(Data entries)
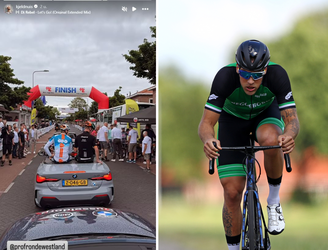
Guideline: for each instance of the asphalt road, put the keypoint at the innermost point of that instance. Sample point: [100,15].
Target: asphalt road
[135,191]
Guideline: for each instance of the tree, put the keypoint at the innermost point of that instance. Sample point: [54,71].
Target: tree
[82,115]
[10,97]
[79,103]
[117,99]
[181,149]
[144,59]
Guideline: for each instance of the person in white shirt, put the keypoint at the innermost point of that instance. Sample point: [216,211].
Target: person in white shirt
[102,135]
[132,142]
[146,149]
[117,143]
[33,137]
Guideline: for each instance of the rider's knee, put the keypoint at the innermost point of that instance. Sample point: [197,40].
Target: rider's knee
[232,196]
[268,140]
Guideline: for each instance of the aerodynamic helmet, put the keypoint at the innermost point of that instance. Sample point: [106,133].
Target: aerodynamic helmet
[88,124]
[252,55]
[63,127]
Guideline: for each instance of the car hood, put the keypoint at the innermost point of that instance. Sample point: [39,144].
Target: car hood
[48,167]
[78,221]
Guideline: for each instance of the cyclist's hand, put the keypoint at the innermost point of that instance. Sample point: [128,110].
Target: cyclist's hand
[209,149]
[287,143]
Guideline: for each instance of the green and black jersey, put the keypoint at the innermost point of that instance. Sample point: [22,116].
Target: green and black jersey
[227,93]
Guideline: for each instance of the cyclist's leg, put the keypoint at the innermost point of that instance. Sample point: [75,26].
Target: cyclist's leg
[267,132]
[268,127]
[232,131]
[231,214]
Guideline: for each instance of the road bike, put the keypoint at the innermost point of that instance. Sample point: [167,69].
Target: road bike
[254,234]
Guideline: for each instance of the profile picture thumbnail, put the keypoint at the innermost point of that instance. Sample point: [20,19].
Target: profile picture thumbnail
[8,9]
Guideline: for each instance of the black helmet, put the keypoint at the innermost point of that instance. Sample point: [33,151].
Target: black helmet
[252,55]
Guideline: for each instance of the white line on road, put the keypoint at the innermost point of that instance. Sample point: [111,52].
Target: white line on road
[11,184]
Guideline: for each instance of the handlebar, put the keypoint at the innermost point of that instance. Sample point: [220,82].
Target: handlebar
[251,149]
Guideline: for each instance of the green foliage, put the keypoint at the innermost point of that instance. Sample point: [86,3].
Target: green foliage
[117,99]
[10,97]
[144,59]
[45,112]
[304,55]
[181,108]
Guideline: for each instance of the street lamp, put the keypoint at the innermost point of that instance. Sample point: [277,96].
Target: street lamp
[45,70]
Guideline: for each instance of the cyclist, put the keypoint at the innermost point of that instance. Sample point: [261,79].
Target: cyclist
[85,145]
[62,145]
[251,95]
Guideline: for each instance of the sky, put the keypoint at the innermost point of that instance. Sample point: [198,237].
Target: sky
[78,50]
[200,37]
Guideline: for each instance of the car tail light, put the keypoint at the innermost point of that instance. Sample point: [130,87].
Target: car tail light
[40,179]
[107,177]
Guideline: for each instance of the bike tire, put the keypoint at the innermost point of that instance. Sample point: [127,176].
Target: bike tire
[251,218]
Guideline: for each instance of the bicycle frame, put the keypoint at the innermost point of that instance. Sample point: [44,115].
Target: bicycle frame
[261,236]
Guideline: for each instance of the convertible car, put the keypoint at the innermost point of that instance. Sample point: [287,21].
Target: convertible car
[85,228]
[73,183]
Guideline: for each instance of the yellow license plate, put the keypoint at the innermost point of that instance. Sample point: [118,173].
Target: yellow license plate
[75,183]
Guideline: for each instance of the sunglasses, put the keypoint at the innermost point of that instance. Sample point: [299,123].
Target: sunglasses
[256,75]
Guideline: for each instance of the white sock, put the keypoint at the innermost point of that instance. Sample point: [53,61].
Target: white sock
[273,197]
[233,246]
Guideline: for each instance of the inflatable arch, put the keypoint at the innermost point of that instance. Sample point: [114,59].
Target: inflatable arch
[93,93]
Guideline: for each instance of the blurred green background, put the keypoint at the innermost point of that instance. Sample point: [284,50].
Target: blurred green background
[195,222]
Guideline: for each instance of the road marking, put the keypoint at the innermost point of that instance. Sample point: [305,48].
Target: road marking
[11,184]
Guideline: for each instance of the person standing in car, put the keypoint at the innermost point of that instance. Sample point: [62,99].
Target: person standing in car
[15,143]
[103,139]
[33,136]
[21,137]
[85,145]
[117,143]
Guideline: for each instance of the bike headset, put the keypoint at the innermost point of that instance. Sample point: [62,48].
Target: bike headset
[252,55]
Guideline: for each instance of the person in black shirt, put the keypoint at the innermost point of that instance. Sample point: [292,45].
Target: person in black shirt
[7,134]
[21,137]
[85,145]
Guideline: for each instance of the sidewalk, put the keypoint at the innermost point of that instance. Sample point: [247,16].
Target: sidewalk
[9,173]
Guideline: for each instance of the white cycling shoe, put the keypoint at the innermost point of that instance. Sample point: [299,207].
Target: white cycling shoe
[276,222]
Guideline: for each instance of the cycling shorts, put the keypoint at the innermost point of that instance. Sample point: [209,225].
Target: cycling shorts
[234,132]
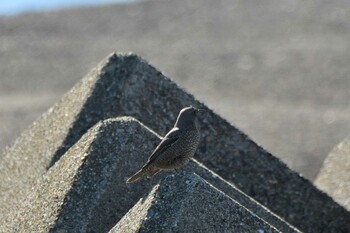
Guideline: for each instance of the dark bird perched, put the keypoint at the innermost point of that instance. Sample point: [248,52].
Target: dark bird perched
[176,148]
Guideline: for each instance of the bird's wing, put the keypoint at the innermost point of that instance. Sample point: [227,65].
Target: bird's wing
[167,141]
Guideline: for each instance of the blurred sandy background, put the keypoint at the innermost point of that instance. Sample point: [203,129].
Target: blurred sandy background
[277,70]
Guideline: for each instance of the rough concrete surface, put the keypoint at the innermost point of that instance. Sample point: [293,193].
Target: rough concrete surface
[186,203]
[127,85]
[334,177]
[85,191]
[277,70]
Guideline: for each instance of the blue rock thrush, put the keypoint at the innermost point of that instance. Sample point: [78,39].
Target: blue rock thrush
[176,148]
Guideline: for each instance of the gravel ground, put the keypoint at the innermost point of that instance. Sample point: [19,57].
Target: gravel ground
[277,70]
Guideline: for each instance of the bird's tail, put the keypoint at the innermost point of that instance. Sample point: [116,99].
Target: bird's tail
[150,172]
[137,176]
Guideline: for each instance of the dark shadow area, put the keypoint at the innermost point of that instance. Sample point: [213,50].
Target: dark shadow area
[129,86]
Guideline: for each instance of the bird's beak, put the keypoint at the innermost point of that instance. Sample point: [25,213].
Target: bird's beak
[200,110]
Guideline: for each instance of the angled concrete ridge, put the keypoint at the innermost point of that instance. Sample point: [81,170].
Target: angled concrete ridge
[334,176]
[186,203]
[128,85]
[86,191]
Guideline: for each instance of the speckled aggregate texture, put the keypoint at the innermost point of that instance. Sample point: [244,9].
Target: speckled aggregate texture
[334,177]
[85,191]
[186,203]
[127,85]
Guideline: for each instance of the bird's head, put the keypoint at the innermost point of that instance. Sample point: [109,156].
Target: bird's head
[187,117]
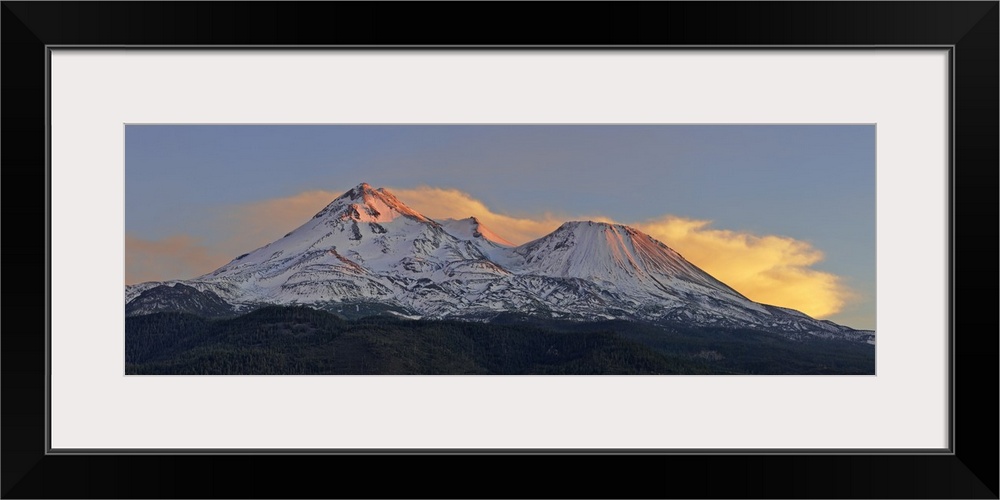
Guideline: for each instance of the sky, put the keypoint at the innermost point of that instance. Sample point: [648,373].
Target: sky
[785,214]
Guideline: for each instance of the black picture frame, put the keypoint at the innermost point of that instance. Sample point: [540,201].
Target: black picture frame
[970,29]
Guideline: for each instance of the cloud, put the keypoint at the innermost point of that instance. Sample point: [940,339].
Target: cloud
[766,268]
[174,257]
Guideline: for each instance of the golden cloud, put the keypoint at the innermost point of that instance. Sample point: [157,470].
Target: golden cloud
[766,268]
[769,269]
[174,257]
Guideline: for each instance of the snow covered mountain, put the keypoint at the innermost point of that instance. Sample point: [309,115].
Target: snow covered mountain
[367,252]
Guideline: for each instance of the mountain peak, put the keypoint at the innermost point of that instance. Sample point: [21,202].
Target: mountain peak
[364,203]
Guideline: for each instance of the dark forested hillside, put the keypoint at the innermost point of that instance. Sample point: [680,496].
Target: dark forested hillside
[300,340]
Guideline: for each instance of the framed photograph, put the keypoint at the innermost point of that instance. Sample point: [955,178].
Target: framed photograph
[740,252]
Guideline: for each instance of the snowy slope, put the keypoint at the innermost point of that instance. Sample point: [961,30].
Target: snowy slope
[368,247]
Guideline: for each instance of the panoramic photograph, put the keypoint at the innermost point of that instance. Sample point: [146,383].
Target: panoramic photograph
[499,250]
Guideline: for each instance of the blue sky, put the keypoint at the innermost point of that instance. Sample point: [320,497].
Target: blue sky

§ WORK TO BE COMPLETED:
Everything from the line with "Guideline: for each instance of the snowy" through the last line of the material above should be echoed exactly, and nothing else.

§ THE ANSWER:
Guideline: for each instance of the snowy slope, put the keypoint at the innermost point of that instance. Sample point: [961,30].
Target: snowy slope
[368,247]
Guideline: for each instance of the panoramic photograph, put the keypoint at the innermost point of that instance. Sample point: [146,383].
Target: panoramic photograph
[499,250]
Guideline: for each instance of the blue sky, put the keypoint at the innermost point of that instance. Sample point: [320,497].
Target: blue sky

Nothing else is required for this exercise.